**Exercise goal**. Repeat precisely the span of lines below that opens with the line containing "the balcony railing" and closes with the line containing "Query: balcony railing", both included.

Point-per-instance localization data
..............................

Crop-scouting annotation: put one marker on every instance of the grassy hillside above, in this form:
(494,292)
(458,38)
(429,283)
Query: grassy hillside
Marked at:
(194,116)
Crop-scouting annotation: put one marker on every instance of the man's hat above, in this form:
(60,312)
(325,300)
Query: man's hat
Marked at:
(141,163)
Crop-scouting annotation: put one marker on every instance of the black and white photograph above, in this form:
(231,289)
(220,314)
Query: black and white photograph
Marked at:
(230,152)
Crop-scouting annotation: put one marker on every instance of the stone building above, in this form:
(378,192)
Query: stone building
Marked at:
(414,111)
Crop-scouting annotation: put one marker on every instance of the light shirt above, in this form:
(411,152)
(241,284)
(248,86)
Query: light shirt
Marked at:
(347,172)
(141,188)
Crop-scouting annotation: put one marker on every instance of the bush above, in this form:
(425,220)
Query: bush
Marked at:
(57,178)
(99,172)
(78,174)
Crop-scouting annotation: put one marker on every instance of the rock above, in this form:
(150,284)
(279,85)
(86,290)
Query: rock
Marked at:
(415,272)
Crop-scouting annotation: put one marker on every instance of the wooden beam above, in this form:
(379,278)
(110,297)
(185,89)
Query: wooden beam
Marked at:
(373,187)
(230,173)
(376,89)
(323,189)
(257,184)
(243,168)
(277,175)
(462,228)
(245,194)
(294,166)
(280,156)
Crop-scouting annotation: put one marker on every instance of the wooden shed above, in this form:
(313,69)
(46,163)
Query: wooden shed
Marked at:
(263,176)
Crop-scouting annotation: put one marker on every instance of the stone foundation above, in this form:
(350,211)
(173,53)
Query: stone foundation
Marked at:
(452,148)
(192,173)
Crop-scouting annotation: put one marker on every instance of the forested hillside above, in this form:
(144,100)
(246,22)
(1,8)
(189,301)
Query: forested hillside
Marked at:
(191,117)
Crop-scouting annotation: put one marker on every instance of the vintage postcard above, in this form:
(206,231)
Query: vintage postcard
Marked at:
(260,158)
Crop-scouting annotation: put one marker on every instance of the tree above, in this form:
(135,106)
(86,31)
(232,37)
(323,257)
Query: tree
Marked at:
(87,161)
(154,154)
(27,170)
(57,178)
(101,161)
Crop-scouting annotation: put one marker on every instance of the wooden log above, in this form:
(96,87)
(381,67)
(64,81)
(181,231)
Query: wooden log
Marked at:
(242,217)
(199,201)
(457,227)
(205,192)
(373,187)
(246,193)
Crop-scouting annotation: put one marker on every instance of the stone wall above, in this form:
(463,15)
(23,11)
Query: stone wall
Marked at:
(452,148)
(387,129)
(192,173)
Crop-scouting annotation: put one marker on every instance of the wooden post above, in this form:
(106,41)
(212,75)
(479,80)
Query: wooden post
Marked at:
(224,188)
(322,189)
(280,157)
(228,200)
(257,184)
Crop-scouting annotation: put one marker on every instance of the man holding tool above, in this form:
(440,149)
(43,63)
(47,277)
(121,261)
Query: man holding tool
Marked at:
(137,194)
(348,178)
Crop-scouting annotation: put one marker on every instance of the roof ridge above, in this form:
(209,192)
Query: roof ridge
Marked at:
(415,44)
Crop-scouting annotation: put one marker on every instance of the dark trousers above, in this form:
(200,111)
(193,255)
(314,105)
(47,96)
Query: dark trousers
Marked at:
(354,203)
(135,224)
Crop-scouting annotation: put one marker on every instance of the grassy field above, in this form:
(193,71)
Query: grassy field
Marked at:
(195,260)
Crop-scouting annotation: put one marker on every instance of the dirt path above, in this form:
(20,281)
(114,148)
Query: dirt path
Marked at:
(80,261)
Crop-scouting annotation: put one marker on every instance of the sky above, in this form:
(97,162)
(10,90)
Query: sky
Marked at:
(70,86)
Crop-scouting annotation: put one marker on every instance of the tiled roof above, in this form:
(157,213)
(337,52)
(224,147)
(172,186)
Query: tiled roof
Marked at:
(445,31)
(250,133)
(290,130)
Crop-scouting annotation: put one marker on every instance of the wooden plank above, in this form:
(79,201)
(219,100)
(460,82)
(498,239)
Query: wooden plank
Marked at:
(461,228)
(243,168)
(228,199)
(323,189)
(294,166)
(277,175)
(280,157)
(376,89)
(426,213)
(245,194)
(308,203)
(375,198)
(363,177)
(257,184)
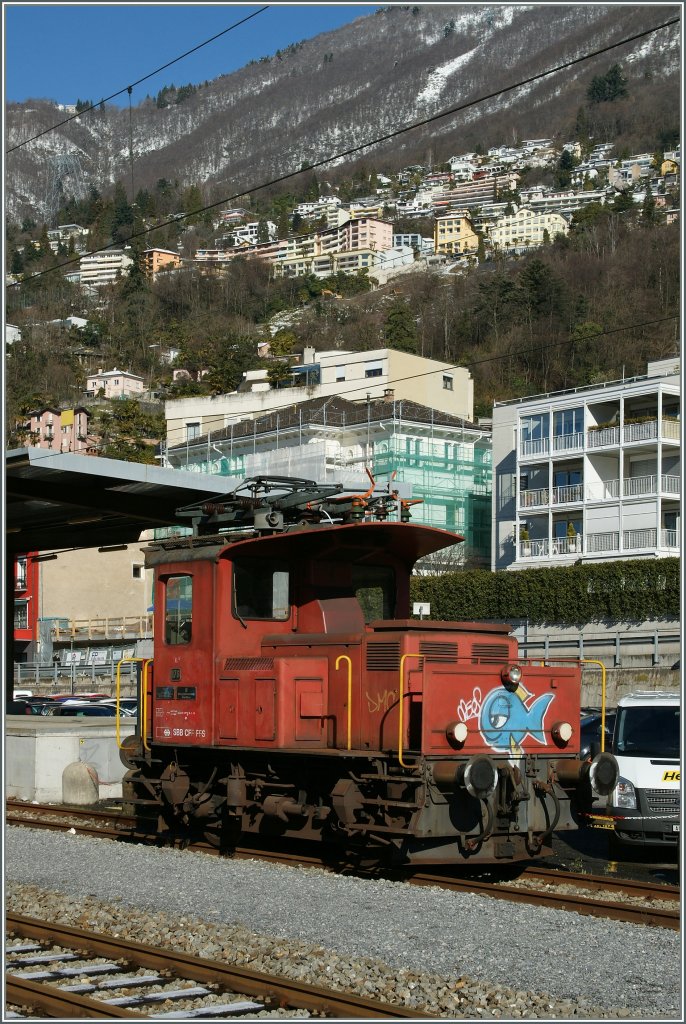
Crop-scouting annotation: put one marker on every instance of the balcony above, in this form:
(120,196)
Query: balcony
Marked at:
(533,549)
(670,539)
(568,442)
(568,493)
(602,491)
(601,543)
(534,448)
(640,540)
(639,486)
(671,430)
(603,437)
(546,549)
(529,499)
(633,432)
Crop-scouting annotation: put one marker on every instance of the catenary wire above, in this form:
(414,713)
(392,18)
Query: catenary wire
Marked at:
(466,364)
(363,145)
(129,88)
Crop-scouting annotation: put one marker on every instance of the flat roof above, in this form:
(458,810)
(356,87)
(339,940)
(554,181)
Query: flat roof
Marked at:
(58,500)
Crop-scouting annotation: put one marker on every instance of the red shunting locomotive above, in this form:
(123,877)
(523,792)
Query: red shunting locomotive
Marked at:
(291,694)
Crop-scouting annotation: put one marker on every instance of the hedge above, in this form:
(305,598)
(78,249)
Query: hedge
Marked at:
(626,591)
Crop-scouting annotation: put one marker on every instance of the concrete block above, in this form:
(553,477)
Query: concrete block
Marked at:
(80,783)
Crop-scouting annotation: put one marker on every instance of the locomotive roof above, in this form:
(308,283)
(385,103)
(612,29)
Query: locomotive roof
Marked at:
(348,542)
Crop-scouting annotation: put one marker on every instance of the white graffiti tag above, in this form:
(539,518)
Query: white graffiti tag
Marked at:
(470,709)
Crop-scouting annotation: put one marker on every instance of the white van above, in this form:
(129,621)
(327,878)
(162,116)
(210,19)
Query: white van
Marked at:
(646,804)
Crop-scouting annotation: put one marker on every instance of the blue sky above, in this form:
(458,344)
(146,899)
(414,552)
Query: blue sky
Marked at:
(65,51)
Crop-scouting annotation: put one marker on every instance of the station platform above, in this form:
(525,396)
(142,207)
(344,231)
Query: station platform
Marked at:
(44,755)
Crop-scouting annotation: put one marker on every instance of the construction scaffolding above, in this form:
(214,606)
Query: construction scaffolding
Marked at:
(446,462)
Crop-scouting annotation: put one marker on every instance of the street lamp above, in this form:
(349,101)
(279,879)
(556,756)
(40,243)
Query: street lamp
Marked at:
(152,347)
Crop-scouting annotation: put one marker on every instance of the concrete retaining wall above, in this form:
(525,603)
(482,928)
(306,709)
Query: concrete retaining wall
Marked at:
(38,750)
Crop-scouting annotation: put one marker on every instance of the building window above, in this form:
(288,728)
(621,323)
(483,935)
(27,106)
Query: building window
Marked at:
(20,614)
(568,422)
(374,369)
(534,427)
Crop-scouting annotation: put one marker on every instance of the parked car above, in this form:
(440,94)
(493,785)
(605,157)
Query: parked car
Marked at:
(128,707)
(590,733)
(84,709)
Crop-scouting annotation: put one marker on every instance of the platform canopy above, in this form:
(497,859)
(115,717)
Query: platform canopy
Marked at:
(58,500)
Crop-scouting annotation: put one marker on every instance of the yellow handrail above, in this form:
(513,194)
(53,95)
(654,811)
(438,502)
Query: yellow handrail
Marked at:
(603,681)
(400,709)
(345,657)
(146,662)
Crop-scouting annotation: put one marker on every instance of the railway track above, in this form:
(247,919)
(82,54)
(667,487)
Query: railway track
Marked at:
(66,972)
(613,898)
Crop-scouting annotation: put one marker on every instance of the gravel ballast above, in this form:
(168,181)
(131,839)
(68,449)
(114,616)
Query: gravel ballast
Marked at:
(447,953)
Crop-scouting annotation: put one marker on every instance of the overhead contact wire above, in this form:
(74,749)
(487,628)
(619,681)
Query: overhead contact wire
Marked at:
(366,145)
(129,88)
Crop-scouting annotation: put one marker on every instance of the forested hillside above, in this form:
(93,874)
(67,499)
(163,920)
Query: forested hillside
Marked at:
(376,76)
(593,306)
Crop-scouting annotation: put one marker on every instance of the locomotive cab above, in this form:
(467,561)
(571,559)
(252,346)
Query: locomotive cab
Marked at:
(293,695)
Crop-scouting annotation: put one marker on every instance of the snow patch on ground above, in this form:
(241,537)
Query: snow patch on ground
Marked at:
(439,77)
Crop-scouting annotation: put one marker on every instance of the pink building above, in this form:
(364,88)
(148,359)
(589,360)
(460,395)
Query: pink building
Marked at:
(115,384)
(60,429)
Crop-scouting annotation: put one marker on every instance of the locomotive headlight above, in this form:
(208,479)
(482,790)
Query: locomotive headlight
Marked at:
(604,776)
(625,795)
(561,733)
(511,676)
(456,733)
(479,776)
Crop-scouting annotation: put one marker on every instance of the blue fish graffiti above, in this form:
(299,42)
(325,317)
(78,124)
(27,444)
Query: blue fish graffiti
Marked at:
(506,719)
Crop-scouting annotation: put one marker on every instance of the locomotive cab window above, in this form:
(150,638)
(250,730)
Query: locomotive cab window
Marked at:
(178,609)
(375,589)
(261,590)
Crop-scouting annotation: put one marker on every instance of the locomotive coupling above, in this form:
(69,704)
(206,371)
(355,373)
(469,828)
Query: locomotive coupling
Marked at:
(601,774)
(478,775)
(282,807)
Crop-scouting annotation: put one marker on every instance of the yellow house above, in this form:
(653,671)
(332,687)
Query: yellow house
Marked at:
(454,232)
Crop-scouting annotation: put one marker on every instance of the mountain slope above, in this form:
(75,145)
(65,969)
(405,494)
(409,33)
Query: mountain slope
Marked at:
(373,77)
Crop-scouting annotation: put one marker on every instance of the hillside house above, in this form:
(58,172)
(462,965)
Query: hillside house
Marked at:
(115,384)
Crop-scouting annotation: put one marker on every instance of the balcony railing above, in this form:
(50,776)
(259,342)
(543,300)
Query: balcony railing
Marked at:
(565,442)
(544,548)
(527,499)
(672,430)
(533,549)
(670,539)
(636,486)
(640,539)
(598,543)
(603,437)
(602,491)
(539,446)
(640,431)
(114,628)
(568,493)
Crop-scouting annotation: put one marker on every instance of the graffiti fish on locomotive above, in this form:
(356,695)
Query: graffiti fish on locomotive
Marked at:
(292,694)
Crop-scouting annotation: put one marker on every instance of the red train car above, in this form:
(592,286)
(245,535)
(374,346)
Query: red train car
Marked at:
(292,694)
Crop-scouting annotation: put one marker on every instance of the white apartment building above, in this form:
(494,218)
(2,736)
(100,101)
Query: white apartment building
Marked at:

..............................

**Exercise result**.
Crop-scouting annotation: put one marker on every instance of the balcony railing above, in this form:
(50,776)
(259,342)
(543,300)
Query: balcony railing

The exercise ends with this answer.